- Short problem
Rewrite the records starting at the beginning and ending at the line containing "[78,153,151,185]", keeping every line in place but raising each bounding box coordinate by 146.
++++
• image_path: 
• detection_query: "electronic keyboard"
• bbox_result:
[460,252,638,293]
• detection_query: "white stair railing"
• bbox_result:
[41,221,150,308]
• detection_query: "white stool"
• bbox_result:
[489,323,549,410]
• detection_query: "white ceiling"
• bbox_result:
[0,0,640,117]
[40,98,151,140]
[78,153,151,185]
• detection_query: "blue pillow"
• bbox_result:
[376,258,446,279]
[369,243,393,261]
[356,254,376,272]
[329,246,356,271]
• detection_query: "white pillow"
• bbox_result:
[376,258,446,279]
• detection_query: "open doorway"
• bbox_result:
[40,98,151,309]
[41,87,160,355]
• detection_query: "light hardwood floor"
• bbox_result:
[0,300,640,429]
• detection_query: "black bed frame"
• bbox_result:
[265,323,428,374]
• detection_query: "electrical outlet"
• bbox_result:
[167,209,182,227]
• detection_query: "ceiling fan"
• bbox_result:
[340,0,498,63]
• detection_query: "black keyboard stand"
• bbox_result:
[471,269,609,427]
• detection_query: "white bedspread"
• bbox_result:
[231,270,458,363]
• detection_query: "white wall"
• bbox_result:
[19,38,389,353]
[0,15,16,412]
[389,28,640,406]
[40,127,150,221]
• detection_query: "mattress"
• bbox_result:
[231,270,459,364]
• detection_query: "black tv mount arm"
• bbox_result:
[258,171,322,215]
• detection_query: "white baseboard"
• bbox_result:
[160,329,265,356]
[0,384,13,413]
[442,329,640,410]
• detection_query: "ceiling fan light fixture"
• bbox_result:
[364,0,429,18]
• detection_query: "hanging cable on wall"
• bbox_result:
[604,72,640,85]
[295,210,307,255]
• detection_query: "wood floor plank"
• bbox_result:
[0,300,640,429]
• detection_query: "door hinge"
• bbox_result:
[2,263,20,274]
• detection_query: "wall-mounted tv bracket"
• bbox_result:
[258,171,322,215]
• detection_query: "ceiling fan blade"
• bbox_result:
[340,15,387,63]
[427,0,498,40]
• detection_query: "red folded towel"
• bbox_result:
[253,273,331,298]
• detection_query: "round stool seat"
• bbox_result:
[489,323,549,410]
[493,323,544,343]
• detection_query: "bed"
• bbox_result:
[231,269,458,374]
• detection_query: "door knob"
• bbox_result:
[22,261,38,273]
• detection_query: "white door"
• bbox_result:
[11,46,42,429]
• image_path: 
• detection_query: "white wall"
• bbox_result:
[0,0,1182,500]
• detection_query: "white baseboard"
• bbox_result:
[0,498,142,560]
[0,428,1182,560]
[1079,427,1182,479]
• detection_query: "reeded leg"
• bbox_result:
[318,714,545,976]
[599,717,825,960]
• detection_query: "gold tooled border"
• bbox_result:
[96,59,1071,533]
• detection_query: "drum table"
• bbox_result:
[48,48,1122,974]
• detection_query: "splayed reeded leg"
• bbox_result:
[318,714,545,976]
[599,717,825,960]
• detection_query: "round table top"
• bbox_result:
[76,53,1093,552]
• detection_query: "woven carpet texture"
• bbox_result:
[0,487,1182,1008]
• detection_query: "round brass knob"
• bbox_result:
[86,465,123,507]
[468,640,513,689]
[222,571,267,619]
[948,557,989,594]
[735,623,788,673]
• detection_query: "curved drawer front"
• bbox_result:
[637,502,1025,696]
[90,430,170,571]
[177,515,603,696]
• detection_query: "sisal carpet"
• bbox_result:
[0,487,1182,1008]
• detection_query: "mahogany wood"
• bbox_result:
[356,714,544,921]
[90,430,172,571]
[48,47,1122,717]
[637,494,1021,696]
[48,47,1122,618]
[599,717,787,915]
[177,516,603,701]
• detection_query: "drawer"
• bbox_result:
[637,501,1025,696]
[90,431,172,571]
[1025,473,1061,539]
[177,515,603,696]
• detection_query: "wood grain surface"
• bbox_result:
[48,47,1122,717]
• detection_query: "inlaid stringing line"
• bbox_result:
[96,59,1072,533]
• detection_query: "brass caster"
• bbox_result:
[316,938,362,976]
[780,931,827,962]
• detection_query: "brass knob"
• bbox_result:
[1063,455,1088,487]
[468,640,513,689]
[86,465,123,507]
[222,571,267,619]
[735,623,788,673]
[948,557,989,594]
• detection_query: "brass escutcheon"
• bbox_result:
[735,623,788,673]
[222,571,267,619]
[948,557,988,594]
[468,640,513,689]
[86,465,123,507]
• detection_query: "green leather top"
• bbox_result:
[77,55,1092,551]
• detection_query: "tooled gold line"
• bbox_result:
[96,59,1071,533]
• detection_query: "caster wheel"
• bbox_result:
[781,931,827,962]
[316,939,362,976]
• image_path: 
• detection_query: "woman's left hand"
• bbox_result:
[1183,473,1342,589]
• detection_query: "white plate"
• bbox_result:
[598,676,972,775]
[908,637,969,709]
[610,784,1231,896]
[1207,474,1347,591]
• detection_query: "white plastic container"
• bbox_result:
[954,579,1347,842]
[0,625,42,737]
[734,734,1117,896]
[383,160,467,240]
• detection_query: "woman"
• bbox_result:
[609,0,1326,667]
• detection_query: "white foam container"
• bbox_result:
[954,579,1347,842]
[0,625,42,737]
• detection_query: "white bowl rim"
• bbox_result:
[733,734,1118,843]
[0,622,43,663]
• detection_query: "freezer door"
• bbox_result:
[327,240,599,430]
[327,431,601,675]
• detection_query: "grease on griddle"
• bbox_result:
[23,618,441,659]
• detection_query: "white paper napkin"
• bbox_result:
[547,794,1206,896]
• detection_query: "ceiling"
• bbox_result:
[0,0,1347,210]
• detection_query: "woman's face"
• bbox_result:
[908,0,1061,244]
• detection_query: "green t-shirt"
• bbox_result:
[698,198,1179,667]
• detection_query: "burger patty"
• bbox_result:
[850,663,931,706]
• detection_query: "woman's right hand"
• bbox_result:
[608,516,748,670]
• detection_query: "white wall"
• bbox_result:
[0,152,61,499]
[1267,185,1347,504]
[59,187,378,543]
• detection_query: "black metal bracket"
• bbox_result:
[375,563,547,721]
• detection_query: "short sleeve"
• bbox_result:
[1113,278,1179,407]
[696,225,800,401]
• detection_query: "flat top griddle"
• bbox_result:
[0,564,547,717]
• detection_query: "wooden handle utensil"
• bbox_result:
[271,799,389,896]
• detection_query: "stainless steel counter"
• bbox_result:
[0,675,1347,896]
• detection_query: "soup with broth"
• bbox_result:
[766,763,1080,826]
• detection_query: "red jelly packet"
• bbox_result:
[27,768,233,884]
++++
- Result of the task
• image_path: 
• detection_query: "electronic keyboard"
• bbox_result:
[606,398,784,439]
• detection_query: "white stair railing"
• bbox_result:
[187,367,296,454]
• detection_query: "white stool"
• bbox_result:
[635,469,695,556]
• detection_query: "white ceiling"
• bbox_result:
[146,146,786,263]
[186,244,297,286]
[224,299,297,331]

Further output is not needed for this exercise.